Content starts

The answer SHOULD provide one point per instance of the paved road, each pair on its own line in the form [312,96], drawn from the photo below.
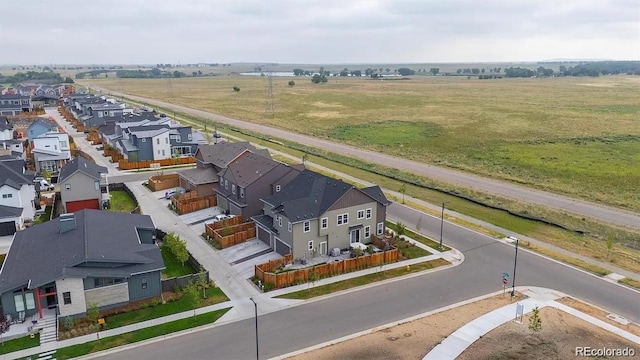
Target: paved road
[319,321]
[491,186]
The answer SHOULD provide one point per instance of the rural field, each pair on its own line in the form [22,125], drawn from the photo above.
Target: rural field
[578,136]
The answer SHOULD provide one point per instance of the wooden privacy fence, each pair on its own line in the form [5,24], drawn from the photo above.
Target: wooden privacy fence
[232,235]
[124,164]
[265,272]
[190,202]
[163,182]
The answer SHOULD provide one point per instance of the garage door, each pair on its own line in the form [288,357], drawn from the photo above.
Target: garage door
[264,236]
[7,228]
[73,206]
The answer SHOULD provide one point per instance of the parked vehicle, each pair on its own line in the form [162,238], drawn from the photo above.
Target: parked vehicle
[169,194]
[44,184]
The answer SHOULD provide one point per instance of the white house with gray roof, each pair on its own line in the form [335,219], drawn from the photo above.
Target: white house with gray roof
[89,257]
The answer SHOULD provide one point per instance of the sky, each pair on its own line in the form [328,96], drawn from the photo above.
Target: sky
[316,31]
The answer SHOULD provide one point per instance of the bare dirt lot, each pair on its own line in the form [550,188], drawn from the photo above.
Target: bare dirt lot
[561,333]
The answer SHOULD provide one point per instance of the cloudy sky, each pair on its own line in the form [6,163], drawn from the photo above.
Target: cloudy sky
[315,31]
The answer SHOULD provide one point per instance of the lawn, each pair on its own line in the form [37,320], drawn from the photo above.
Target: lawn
[139,335]
[572,135]
[19,344]
[214,296]
[173,267]
[121,201]
[363,280]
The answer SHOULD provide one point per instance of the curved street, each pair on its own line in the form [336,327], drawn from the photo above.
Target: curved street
[491,186]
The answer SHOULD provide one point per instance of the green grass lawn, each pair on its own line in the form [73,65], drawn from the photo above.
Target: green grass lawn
[173,267]
[139,335]
[19,344]
[363,280]
[121,201]
[214,296]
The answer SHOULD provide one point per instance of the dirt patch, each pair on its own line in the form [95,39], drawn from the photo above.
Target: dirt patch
[599,314]
[560,335]
[411,340]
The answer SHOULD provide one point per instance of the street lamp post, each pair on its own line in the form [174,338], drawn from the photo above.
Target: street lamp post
[255,306]
[515,262]
[441,225]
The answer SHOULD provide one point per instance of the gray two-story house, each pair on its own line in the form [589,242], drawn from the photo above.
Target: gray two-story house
[80,185]
[248,179]
[314,213]
[89,257]
[211,160]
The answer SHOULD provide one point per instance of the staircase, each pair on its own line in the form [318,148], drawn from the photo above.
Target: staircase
[48,332]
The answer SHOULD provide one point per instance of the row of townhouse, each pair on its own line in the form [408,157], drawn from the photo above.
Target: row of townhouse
[297,211]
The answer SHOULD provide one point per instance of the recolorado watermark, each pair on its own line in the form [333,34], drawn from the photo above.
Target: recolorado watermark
[587,351]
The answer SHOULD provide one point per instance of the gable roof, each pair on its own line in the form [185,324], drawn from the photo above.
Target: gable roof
[308,196]
[223,153]
[41,254]
[82,165]
[12,174]
[250,167]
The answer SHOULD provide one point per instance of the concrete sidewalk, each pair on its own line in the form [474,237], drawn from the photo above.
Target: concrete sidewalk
[456,343]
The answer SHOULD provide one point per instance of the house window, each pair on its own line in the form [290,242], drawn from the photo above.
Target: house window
[19,301]
[66,296]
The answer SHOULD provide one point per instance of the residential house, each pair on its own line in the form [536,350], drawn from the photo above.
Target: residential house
[88,257]
[41,126]
[80,181]
[17,196]
[314,213]
[248,179]
[211,159]
[14,104]
[51,151]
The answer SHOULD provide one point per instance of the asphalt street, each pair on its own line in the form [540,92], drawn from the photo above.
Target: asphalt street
[491,186]
[333,317]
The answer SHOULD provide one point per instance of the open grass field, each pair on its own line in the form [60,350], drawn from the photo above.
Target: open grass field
[578,136]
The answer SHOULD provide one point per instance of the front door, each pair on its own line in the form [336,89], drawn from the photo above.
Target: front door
[323,248]
[355,236]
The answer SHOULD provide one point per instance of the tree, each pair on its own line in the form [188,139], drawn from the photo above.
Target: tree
[535,323]
[191,293]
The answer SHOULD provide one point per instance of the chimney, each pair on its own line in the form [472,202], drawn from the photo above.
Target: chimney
[67,222]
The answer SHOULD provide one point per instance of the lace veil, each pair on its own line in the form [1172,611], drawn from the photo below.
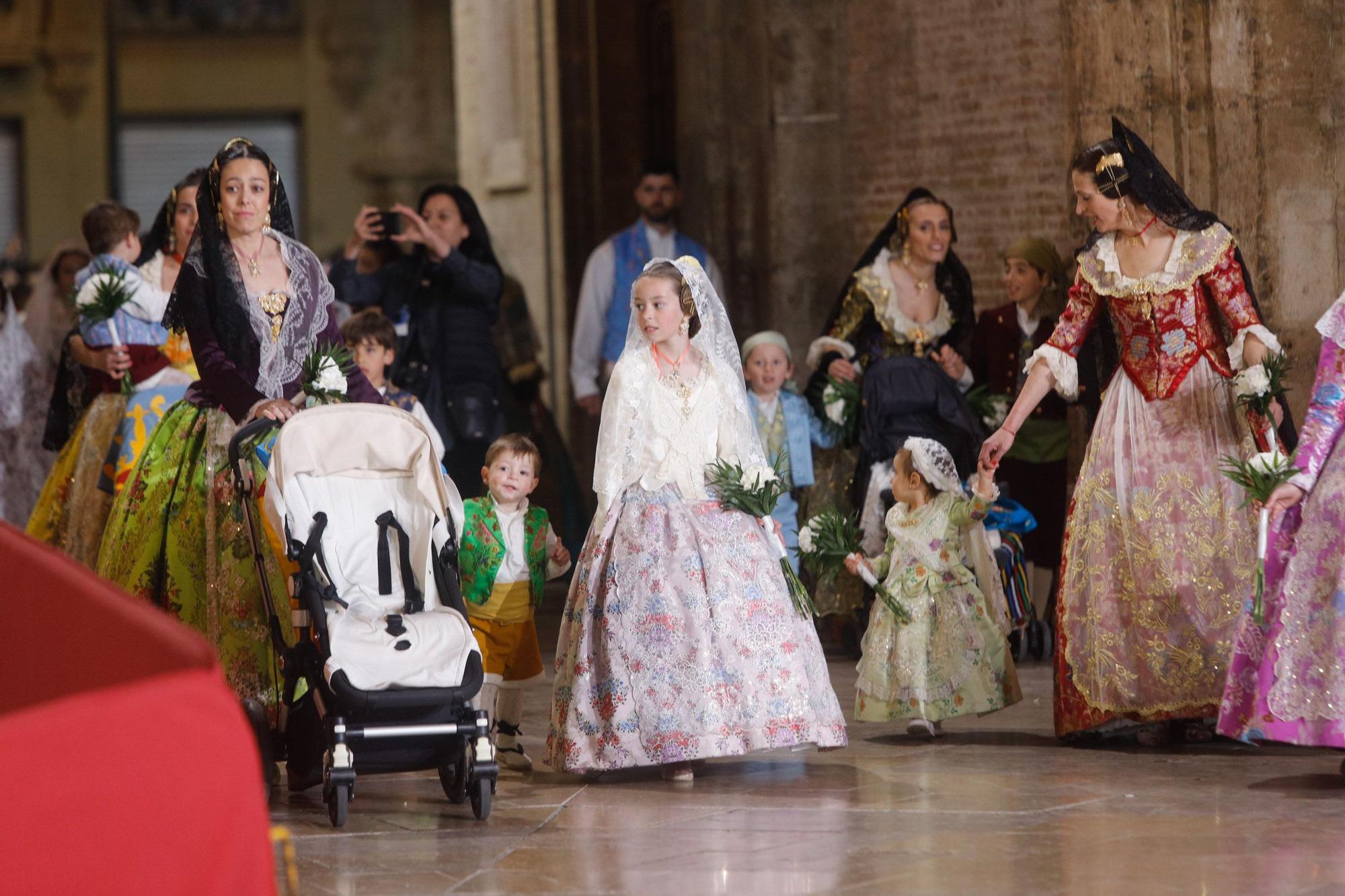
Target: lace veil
[625,430]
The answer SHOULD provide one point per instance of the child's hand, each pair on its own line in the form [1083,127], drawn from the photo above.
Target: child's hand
[855,561]
[985,479]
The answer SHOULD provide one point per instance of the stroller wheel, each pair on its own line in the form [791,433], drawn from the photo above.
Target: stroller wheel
[260,724]
[338,803]
[482,791]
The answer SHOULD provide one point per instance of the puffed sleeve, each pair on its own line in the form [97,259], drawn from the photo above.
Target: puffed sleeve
[1067,341]
[1229,288]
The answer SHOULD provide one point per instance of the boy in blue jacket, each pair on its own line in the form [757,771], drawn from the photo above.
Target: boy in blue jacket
[786,424]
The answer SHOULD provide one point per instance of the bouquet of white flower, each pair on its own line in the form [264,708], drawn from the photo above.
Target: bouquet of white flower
[757,493]
[825,542]
[1257,389]
[1260,477]
[99,300]
[325,376]
[841,407]
[992,408]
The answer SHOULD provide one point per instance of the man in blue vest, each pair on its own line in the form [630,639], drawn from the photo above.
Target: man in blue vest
[605,309]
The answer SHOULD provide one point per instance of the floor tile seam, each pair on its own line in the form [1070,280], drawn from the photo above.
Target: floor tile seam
[521,840]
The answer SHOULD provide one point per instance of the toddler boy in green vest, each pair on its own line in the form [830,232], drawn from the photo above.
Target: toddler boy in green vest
[508,553]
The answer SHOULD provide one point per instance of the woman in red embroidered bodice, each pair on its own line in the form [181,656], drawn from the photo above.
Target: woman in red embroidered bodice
[1159,551]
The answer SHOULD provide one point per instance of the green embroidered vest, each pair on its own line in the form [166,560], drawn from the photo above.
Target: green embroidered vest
[482,551]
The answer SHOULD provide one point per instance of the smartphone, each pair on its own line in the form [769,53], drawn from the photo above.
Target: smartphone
[392,222]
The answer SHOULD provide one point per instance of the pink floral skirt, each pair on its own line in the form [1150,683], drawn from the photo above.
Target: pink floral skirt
[680,642]
[1288,677]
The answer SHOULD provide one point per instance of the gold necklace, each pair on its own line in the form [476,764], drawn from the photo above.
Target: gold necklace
[275,304]
[254,268]
[921,284]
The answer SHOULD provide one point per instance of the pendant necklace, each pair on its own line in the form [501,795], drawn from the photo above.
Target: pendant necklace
[681,388]
[252,263]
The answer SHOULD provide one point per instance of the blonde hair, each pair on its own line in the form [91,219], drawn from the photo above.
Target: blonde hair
[518,444]
[669,271]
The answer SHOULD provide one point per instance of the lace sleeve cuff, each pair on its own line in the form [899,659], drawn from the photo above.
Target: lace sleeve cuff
[1063,368]
[1304,481]
[824,345]
[1235,352]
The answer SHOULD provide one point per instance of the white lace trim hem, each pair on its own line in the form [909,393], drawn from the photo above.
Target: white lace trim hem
[1332,325]
[1063,368]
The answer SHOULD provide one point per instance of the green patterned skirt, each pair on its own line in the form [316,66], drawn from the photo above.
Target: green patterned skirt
[177,537]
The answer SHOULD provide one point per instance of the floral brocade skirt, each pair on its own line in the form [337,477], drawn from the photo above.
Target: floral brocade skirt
[680,642]
[1157,561]
[177,537]
[950,659]
[72,510]
[1288,677]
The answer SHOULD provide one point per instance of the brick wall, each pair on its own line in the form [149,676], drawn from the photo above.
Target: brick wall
[964,97]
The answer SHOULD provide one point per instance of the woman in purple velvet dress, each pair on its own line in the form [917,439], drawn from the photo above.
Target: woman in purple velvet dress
[1288,676]
[255,303]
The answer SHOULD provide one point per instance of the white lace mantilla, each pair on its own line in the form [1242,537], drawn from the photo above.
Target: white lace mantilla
[891,315]
[306,315]
[649,436]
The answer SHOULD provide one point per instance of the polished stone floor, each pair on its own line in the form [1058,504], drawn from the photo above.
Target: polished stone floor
[997,806]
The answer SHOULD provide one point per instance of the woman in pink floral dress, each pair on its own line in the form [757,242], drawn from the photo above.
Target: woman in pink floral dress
[1288,677]
[1159,551]
[680,641]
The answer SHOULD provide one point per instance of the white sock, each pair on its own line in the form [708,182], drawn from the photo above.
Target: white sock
[509,705]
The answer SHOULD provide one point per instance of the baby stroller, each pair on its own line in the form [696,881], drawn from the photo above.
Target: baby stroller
[384,651]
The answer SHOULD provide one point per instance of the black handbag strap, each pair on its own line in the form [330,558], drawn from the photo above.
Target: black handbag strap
[415,599]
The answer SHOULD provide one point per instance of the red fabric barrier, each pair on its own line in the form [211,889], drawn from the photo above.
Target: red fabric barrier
[130,766]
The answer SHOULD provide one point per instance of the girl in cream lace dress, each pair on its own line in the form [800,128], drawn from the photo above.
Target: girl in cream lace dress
[680,641]
[950,658]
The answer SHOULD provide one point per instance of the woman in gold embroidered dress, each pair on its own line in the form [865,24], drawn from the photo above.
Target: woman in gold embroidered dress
[1159,548]
[909,295]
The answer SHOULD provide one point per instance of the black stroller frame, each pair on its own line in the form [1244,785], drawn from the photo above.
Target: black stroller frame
[408,729]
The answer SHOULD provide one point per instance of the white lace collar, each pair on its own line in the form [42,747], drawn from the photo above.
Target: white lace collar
[895,319]
[1194,255]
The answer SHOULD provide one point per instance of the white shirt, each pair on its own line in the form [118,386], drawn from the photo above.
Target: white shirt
[597,299]
[419,412]
[1027,325]
[514,567]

Content ends

Please reproduce the listing exactly from its opening line through the line that contains "The answer SHOULD provide one point per instance of the garage", both included, with all pictures omitted.

The answer SHOULD provide one point per instance of the paved road, each pair on its own line in the form [312,96], drawn from the photo below.
Target: paved road
[319,321]
[491,186]
The answer SHOULD provide one point per instance of the rural field, each pair on its own line in the form [22,125], drawn from the photo above.
Target: rural field
[578,136]
The answer SHOULD provide one point per instance of the wooden privacy fence, each pair on its own line in the form [5,24], drawn from the photo above.
Target: wooden privacy fence
[232,235]
[124,164]
[265,272]
[190,202]
[163,182]
The answer SHOULD provide one point per instance of the garage door, each pair on its own line in the form [288,357], drawn from the photo above.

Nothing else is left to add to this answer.